→ **Brief 1**:
Print the portion of the passage on faith and the creeds between "Paul and Silas" and "him. Hebrews 11:6 (ESV)", inclusive.
→ **Brief 2**:
Answer these questions from the passage on faith and the creeds:
(a) How early does it say the belief was encapsulated in the Apostle's Creed?
(b) To whom is the Athanasian creed attributed?
(c) In what year does it date the Nicene creed?
→ **Brief 3**:
Pick up the passage on faith and the creeds after its final sentence and keep writing.

→ **Source passage**:

------------------------------------------------------------

Paul and Silas “spoke the word” to the jailer and his household. As a result, he and his household all believed in God. John Calvin comments on this verse here.

This same Apostle Paul concisely addressed the nature of this belief:

…If you confess with your mouth that Jesus is Lord and believe in your heart that God raised him from the dead, you will be saved. For with the heart one believes and is justified, and with the mouth one confesses and is saved. Romans 10:9-10 (ESV)

But, how are we to believe this? Is it by strength of will or a leap into the dark? Stepping back a bit, Calvin says we must first have faith to believe. What, then, is the nature of this faith? To this, the author of the letter to the Hebrews says:

…Without faith it is impossible to please him, for whoever would draw near to God must believe that he exists and that he rewards those who seek him. Hebrews 11:6 (ESV)

Calvin explains the second clause of this verse this way:

…We ought to be fully persuaded that God is not sought in vain; and this persuasion includes the hope of salvation and eternal life.

And, it behooves us to recognize that God freely grants us this faith by His unmerited favor (i.e., grace) so that we might believe in Him:

For by grace you have been saved through faith. And this is not your own doing; it is the gift of God, not a result of works, so that no one may boast. Ephesians 2:8-9 (ESV)

Probing further, this belief was encapsulated in the Apostle’s Creed (as early as 180 AD):

  1. I believe in God the Father, Almighty, Maker of heaven and earth:
  2. And in Jesus Christ, his only begotten Son, our Lord:
  3. Who was conceived by the Holy Ghost, born of the Virgin Mary:
  4. Suffered under Pontius Pilate; was crucified, dead and buried: He descended into hell:
  5. The third day he rose again from the dead:
  6. He ascended into heaven, and sits at the right hand of God the Father Almighty:
  7. From thence he shall come to judge the quick and the dead:
  8. I believe in the Holy Ghost:
  9. I believe in the holy catholic church: the communion of saints:
  10. The forgiveness of sins:
  11. The resurrection of the body:
  12. And the life everlasting. Amen.

After controversies over God’s nature, a creedal statement, attributed to Athanasius of Alexandria and rooted in Augustine’s On the Trinity (415 AD), was formulated that encompassed right belief on the matter. The gist of the Athanasian creed is:

  • Whosoever will be saved, before all things it is necessary that he hold the catholic [i.e., all-embracing or universal] faith;
  • And the catholic faith is this: That we worship one God in Trinity, and Trinity in Unity;
  • Furthermore, it is necessary to everlasting salvation that he also believe rightly the incarnation of our Lord Jesus Christ.

The Nicene creed (381 AD) appears to combine significant elements of the prior two creeds:

I believe in one God, the Father Almighty, Maker of heaven and earth, and of all things visible and invisible.

And in one Lord Jesus Christ, the only-begotten Son of God, begotten of the Father before all worlds; God of God, Light of Light, very God of very God; begotten, not made, being of one substance with the Father, by whom all things were made.

------------------------------------------------------------

Stored items from a collection
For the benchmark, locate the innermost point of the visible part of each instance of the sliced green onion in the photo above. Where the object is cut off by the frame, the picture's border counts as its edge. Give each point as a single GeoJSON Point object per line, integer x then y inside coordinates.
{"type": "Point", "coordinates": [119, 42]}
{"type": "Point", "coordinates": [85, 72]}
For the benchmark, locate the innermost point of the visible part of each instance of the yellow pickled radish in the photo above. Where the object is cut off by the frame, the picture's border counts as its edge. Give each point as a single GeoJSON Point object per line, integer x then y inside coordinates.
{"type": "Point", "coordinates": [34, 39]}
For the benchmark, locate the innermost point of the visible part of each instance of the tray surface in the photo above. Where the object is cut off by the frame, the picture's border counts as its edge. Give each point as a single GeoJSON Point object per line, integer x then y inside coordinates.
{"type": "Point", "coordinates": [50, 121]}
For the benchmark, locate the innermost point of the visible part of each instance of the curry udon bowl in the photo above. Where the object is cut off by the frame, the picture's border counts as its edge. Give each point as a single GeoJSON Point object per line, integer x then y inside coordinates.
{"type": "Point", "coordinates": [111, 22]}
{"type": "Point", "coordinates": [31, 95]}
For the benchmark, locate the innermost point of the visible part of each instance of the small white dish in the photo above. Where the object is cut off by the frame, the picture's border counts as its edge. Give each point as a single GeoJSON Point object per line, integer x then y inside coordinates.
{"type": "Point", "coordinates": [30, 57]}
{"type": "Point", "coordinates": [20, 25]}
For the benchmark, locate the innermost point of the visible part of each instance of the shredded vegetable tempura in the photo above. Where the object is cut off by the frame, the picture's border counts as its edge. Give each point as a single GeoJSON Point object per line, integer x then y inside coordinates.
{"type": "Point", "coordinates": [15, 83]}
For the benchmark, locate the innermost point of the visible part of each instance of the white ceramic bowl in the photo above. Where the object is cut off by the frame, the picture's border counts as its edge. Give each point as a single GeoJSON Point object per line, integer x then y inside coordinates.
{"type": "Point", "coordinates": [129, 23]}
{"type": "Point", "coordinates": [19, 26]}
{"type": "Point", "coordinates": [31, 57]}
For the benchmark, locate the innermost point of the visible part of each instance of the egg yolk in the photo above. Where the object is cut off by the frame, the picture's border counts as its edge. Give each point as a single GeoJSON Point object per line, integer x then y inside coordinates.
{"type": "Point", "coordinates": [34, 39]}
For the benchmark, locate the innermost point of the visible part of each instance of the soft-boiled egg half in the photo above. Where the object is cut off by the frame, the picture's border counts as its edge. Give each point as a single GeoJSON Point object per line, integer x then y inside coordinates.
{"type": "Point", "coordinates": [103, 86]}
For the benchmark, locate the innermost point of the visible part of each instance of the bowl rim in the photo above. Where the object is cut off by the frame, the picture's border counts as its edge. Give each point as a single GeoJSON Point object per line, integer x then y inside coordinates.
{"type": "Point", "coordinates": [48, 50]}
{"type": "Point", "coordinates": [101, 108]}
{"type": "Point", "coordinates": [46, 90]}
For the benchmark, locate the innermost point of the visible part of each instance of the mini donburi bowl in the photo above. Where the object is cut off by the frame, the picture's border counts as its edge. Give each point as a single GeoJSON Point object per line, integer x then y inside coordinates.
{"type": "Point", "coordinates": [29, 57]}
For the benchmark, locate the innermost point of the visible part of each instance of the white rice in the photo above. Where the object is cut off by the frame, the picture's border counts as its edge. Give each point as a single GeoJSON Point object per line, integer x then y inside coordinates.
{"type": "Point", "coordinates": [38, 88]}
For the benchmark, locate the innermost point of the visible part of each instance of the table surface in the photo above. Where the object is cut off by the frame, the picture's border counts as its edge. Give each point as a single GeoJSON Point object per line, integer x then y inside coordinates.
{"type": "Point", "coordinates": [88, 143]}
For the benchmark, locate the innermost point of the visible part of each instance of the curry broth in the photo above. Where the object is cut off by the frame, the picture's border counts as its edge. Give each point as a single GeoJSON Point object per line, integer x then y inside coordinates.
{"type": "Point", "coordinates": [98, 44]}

------------------------------------------------------------

→ **Exercise output 1**:
Paul and Silas “spoke the word” to the jailer and his household. As a result, he and his household all believed in God. John Calvin comments on this verse here.

This same Apostle Paul concisely addressed the nature of this belief:

…If you confess with your mouth that Jesus is Lord and believe in your heart that God raised him from the dead, you will be saved. For with the heart one believes and is justified, and with the mouth one confesses and is saved. Romans 10:9-10 (ESV)

But, how are we to believe this? Is it by strength of will or a leap into the dark? Stepping back a bit, Calvin says we must first have faith to believe. What, then, is the nature of this faith? To this, the author of the letter to the Hebrews says:

…Without faith it is impossible to please him, for whoever would draw near to God must believe that he exists and that he rewards those who seek him. Hebrews 11:6 (ESV)

→ **Exercise output 2**:
(a) As early as 180 AD.
(b) Athanasius of Alexandria.
(c) 381 AD.

→ **Exercise output 3**:
Who, for us men for our salvation, came down from heaven, and was incarnate by the Holy Spirit of the virgin Mary, and was made man; and was crucified also for us under Pontius Pilate; He suffered and was buried; and the third day He rose again, according to the Scriptures; and ascended into heaven, and sits on the right hand of the Father; and He shall come again, with glory, to judge the quick and the dead; whose kingdom shall have no end.

And I believe in the Holy Ghost, the Lord and Giver of Life; who proceeds from the Father [and the Son]; who with the Father and the Son together is worshipped and glorified; who spoke by the prophets.

And I believe one holy catholic and apostolic Church. I acknowledge one baptism for the remission of sins; and I look for the resurrection of the dead, and the life of the world to come. Amen

These and other historical creeds have been systematized in the Westminster Confession of Faith. Many scripture truths are condensed in the Westminster Larger and Shorter Catechisms.

I heartily encourage that you study these Westminster documents as you diligently read the Scriptures which, as the Apostle James admonishes, are able to save your soul.

So, if you have believed in His name; be certain that it has been granted to you and:

…If anyone is in Christ, he is a new creation. The old has passed away; behold, the new has come. 2 Corinthians 5:17 (ESV)

Now, we embark together to follow our Savior.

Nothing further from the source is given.